→ **SHORT TASK**
Pull out each line of the records below that contains the word "window".

→ **Records**
=-=-=-=-=
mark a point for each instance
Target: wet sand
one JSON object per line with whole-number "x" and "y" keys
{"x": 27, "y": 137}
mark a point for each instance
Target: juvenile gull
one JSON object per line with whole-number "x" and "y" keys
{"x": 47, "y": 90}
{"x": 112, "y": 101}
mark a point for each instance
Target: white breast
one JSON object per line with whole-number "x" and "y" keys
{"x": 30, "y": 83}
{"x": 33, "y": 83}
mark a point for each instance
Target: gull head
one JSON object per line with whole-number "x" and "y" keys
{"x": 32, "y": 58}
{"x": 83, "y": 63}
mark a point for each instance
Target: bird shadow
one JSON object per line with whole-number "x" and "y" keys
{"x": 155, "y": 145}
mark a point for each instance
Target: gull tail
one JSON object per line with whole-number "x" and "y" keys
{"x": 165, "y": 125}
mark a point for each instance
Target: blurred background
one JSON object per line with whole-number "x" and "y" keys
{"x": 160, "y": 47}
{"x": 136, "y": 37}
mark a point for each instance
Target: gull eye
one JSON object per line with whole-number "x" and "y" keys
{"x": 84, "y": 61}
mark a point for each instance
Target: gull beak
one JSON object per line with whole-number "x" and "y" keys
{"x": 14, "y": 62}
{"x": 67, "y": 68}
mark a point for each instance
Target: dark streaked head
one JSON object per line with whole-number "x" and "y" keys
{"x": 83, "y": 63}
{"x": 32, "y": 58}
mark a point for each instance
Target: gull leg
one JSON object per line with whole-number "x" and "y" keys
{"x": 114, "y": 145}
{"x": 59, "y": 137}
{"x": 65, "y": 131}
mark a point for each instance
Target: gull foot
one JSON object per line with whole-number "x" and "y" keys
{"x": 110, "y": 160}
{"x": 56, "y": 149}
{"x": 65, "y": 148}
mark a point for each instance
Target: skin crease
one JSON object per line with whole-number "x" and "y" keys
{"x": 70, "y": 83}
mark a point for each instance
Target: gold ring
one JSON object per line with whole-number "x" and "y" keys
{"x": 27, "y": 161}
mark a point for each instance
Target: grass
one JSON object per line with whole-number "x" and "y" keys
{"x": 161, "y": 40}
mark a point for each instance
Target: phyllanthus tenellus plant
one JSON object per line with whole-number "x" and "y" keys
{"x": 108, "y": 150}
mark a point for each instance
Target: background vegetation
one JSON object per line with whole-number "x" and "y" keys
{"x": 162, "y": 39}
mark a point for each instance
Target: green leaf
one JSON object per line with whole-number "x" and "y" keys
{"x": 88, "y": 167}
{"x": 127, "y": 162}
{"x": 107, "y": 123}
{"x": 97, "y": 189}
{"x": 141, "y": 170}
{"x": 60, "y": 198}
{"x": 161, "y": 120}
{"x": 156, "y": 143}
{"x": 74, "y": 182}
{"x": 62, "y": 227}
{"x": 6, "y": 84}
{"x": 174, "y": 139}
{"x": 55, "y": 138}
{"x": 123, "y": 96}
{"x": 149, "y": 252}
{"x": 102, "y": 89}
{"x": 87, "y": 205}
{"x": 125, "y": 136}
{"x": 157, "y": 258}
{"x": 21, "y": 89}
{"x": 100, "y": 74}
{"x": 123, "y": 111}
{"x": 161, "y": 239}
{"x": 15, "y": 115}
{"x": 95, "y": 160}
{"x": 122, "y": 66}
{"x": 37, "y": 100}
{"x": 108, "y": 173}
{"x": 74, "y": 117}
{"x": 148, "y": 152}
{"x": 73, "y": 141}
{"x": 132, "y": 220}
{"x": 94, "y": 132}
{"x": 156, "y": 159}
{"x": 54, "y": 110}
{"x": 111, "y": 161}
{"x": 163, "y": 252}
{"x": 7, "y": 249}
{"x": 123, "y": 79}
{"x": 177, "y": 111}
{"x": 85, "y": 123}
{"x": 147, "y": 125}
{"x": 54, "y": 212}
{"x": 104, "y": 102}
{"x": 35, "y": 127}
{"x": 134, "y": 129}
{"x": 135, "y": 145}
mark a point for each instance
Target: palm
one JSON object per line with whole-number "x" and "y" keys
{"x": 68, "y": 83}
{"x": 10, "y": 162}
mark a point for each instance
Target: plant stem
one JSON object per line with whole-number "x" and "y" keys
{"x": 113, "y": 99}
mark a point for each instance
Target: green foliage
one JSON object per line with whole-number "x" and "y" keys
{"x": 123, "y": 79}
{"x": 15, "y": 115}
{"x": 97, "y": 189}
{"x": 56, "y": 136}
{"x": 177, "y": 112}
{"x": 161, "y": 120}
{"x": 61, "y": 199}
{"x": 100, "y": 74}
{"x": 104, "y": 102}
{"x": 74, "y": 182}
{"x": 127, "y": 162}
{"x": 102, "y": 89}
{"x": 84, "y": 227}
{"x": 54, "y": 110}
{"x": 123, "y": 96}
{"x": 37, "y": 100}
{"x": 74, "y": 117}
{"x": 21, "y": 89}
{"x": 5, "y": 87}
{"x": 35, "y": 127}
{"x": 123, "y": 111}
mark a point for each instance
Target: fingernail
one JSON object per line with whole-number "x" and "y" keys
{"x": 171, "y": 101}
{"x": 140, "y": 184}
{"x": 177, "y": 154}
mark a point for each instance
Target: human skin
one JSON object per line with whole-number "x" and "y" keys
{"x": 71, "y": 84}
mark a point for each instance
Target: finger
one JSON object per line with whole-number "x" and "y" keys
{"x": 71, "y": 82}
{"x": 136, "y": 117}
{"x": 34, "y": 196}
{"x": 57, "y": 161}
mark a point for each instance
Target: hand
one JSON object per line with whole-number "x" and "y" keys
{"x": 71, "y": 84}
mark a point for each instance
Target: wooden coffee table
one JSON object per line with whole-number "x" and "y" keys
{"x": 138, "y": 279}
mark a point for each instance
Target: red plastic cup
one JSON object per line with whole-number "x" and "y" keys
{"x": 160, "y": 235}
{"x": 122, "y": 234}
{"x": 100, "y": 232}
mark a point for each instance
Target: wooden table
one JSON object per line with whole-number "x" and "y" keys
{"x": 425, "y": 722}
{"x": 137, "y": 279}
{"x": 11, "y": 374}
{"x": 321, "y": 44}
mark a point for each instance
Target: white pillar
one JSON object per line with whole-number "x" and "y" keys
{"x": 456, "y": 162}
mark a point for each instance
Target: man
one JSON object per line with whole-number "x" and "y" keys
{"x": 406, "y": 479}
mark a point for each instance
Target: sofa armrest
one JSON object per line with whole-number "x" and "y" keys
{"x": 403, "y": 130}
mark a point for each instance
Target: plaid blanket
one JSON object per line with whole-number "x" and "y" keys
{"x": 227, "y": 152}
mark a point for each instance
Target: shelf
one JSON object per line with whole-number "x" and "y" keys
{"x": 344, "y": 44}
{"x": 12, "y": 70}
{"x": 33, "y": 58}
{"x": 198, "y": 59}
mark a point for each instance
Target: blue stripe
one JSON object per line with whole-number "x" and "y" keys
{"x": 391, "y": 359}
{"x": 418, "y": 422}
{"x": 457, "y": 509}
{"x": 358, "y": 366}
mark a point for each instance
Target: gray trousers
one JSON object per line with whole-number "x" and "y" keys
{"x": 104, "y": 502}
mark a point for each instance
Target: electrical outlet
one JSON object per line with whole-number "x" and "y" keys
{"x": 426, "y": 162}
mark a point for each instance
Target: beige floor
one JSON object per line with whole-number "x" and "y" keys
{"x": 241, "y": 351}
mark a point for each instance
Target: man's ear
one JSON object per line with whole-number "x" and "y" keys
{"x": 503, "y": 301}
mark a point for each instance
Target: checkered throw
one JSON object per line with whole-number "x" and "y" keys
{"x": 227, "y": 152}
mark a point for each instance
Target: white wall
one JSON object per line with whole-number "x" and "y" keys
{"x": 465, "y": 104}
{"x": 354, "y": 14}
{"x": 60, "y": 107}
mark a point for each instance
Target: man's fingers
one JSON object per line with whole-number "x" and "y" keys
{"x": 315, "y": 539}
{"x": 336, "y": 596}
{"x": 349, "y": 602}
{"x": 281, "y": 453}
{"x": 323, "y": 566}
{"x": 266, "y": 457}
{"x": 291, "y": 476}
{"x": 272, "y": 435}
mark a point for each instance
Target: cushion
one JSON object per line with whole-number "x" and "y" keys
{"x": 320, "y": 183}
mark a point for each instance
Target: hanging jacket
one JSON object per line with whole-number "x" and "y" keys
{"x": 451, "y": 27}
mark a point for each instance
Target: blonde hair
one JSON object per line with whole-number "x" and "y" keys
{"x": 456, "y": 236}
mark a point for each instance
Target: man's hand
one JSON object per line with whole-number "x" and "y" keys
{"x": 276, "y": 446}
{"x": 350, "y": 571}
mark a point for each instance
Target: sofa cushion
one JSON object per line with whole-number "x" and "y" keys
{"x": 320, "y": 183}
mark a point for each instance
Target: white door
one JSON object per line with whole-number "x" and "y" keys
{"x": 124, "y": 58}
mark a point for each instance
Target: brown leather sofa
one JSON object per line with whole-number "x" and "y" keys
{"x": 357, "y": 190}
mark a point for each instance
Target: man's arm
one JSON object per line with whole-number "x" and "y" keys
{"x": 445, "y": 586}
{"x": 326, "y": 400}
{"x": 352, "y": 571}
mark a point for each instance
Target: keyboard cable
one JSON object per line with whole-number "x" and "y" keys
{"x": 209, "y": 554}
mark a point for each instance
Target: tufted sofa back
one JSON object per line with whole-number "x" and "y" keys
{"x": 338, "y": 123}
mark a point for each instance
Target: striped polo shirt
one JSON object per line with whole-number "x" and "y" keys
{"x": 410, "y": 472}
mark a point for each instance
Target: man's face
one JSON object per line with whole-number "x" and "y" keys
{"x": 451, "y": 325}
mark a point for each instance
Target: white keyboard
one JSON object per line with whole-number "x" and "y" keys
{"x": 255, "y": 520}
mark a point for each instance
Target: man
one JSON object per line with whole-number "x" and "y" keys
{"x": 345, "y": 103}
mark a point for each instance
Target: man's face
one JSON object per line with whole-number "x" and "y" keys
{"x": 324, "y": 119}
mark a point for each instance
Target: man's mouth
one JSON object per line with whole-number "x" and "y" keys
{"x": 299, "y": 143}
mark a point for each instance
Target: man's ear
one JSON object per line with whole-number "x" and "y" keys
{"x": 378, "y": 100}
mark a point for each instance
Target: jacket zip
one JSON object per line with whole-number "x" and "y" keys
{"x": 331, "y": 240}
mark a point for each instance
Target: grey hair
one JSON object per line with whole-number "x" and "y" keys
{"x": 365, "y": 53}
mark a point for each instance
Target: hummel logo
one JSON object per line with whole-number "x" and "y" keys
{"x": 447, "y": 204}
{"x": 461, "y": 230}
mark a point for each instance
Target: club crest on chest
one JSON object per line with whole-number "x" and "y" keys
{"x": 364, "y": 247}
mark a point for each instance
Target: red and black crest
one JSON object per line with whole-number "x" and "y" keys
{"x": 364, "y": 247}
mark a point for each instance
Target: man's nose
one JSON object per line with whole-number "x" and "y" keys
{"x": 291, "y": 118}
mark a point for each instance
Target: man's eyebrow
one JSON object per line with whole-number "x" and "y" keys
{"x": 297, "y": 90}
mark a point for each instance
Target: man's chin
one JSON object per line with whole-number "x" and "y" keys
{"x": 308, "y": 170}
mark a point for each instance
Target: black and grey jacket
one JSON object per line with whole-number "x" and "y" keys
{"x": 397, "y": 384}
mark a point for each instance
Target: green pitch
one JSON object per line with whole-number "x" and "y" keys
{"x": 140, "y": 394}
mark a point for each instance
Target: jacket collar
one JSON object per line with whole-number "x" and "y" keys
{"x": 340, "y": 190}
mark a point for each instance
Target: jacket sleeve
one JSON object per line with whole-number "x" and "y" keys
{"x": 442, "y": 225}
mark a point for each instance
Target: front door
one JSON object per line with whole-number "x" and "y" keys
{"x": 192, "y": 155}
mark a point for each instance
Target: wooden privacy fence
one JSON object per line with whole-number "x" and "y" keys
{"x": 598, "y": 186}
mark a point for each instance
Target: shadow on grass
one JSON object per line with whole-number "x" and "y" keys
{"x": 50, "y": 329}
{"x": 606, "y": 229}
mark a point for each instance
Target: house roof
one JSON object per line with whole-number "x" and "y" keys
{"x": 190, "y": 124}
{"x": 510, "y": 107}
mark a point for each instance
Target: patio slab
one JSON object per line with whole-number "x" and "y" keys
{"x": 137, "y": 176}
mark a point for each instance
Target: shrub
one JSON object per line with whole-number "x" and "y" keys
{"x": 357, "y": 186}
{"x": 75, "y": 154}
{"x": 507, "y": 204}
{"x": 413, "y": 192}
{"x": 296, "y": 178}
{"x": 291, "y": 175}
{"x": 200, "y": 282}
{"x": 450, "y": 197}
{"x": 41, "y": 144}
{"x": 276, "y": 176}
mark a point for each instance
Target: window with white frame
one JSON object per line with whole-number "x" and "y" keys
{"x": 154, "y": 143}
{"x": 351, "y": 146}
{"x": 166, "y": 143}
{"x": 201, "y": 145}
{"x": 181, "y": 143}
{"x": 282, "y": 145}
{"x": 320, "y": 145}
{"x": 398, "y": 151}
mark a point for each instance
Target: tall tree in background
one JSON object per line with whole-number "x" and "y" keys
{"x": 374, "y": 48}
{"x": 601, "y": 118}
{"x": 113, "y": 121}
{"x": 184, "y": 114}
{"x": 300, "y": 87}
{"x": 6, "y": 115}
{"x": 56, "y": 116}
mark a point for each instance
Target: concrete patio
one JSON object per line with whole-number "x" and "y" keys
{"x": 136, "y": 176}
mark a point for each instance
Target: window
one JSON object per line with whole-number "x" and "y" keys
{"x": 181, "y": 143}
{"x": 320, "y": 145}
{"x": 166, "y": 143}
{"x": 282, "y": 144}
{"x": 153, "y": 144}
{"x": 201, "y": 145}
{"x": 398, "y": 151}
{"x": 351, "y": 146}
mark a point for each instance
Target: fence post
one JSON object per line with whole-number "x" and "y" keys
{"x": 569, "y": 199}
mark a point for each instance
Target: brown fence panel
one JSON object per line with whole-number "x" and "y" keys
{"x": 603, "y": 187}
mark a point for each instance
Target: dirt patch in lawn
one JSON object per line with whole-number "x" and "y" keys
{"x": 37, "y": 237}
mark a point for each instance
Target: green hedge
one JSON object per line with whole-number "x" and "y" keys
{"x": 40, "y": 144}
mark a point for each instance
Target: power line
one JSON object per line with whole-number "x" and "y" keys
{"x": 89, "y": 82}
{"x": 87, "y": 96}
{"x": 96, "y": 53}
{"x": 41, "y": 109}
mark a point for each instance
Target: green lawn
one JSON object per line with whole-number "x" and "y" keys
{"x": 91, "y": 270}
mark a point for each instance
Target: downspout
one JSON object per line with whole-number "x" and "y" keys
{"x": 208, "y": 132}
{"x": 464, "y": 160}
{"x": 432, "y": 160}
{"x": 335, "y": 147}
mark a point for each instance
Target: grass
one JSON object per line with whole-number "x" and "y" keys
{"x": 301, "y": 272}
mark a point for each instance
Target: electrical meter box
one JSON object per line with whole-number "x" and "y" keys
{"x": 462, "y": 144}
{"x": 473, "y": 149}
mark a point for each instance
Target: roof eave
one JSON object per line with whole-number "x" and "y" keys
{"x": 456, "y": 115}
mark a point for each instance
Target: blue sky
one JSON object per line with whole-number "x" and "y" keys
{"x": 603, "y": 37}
=-=-=-=-=
→ **FINAL RESULT**
Target: window with white frame
Target: window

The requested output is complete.